Problem statement: Transcribe each entry exactly, without pictures.
### Dataset records
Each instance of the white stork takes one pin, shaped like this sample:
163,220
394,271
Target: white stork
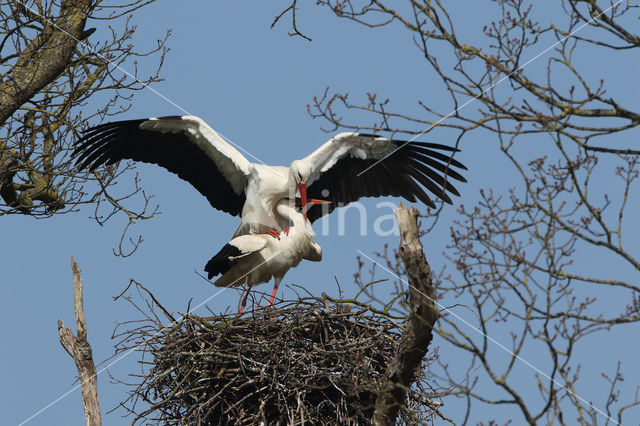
342,170
255,258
######
Result for this exercise:
Each instance of the white stork takes one pin, shaped like this sample:
163,220
394,271
Target: white stork
342,170
255,258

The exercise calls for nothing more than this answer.